= ASSIGNMENT 1 =
List each fixed amount that the late-payments text below says a supplier can claim per invoice, with the debt size it applies to.
= ASSIGNMENT 2 =
Reproduce the part of the late-payments text below starting with "This position is" and going on through "of late payments.".

= SELECTED PASSAGE =

== Segment start ==

A government release from the start of 2021 stated that £23.4bn was owed to firms across Britain by invoices which are, per their payment terms, late.
This position is causing strain on many businesses as it impacts cash flow and, possibly, the ability to continue trading. Although this situation impacts many businesses, it puts the greatest strain on small to medium-sized enterprises which do not typically have large cash reserves. According to the Federation of Small Businesses (FSB), approximately 50,000 businesses close each year as a consequence of late payments.
In partnership with international law firm Morrison & Foerster, this article considers:
- The legal rights of businesses that have supplied services or products which have not been paid in accordance with respective payment terms
- What the options available to businesses are when it comes to pursuing payment of late invoices, with an emphasis on the needs of small businesses
- Detail on the certain key steps being taken by the government to facilitate recovery by suppliers which are owed these monies
Naturally, suppliers can also have an open conversation with customers who have failed to pay. However, these are often time consuming and do not lead to a satisfactory result.
Rights accruing under current legislation
The Late Payment of Commercial Debts (Interest) Act 1998 grants a number of legal rights to suppliers facing non-payment. The act provides that:
- Suppliers are entitled to claim a statutory interest rate of at least eight per cent above the Bank of England base rate on any late payment
- This statutory interest starts to accrue the day after an agreed payment date or, where no such date is agreed, 30 days after the latest of delivery, invoice and (where applicable) acceptance
- Once this statutory interest begins to run, the supplier is entitled to an additional fixed amount which is determined according to the size of the debt, as listed here:
- £40 owed per invoice on debts up to £999.99
- £70 owed per invoice on debts ranging between £1,000 – £9,999.99
- £100 owed per invoice on debts of £10,000 or more
- Suppliers also have an implied contractual right to be paid the reasonable costs of recovering the debt, less the fixed sum described above.

== Segment end ==

= STUDY MATERIAL =

== Segment start ==

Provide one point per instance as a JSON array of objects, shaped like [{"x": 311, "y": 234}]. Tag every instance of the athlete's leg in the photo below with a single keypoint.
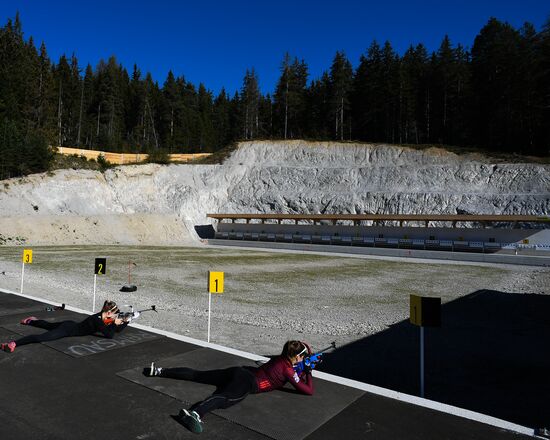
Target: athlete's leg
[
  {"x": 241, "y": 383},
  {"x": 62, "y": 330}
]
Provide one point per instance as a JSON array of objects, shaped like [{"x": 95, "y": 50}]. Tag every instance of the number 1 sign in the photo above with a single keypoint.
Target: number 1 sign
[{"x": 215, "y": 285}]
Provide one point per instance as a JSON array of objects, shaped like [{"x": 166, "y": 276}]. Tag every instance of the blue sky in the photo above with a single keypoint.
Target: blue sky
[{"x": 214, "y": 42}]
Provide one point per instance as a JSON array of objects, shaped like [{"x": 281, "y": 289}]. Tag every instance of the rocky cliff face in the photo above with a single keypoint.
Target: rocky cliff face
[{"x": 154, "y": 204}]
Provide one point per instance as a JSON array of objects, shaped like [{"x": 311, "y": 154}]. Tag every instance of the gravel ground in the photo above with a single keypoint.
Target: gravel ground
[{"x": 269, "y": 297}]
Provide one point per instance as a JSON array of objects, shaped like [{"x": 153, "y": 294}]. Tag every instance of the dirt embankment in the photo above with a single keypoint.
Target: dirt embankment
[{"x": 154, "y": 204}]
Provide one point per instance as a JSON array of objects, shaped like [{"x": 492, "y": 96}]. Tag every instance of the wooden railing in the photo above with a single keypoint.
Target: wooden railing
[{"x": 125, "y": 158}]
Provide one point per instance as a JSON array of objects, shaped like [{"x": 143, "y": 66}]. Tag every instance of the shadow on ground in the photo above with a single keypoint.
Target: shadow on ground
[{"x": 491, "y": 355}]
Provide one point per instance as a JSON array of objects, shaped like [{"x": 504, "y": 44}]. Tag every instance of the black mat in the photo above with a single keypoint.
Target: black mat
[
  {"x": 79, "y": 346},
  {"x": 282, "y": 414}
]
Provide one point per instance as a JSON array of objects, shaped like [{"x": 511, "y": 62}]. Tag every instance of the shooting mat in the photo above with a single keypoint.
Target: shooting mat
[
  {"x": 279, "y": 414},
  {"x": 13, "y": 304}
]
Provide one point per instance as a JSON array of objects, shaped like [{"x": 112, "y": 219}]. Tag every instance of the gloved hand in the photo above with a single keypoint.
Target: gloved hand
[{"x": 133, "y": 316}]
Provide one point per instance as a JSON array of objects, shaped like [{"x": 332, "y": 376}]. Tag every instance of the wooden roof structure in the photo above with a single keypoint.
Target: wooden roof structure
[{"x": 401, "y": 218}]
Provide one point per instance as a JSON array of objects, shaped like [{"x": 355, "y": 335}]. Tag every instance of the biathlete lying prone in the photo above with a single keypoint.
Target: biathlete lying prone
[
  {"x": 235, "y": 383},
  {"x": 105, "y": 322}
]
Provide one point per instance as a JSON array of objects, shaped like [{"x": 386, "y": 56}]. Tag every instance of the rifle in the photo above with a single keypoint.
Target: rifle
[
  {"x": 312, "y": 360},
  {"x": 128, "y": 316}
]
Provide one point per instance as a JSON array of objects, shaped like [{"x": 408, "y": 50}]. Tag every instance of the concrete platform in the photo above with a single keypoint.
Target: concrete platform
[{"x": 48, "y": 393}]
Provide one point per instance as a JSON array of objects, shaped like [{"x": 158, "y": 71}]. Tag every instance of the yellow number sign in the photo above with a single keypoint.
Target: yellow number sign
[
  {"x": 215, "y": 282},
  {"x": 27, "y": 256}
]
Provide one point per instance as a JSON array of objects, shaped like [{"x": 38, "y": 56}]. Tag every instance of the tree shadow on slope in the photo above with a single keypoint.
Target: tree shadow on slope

== Segment end ==
== Segment start ==

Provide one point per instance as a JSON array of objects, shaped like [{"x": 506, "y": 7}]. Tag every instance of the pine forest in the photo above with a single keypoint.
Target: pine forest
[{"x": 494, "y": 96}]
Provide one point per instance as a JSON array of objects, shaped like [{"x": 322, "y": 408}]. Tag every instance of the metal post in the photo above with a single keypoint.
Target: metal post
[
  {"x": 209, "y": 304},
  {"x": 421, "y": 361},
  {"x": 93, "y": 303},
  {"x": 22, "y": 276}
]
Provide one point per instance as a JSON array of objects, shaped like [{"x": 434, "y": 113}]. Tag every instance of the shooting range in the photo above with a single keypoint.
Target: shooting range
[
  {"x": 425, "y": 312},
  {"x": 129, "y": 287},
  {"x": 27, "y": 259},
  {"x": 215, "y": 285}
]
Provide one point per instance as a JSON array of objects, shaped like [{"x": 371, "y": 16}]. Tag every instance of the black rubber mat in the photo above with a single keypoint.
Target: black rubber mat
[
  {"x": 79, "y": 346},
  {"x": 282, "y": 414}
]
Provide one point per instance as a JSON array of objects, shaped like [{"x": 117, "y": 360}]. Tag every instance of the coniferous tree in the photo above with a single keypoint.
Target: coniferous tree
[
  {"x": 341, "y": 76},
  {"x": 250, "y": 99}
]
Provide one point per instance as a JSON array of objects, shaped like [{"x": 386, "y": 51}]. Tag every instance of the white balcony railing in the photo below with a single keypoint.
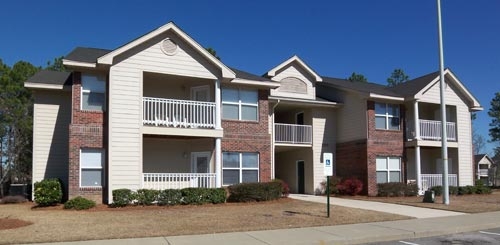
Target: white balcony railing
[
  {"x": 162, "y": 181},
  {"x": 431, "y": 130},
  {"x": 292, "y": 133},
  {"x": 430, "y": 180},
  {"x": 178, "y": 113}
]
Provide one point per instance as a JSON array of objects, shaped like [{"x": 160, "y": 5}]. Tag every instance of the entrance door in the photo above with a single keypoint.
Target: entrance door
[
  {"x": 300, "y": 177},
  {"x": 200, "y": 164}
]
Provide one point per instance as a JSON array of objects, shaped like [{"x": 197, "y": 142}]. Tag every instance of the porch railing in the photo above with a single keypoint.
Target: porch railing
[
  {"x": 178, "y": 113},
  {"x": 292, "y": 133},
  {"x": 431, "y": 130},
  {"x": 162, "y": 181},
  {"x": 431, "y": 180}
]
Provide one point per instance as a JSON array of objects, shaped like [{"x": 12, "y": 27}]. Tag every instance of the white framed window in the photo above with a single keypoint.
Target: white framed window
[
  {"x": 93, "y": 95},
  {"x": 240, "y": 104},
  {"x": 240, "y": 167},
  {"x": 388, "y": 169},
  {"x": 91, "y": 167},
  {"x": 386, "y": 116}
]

== Segment end ==

= ANSWER 1 =
- £40 per invoice on debts up to £999.99
- £70 per invoice on debts between £1,000 and £9,999.99
- £100 per invoice on debts of £10,000 or more

= ANSWER 2 =
This position is causing strain on many businesses as it impacts cash flow and, possibly, the ability to continue trading. Although this situation impacts many businesses, it puts the greatest strain on small to medium-sized enterprises which do not typically have large cash reserves. According to the Federation of Small Businesses (FSB), approximately 50,000 businesses close each year as a consequence of late payments.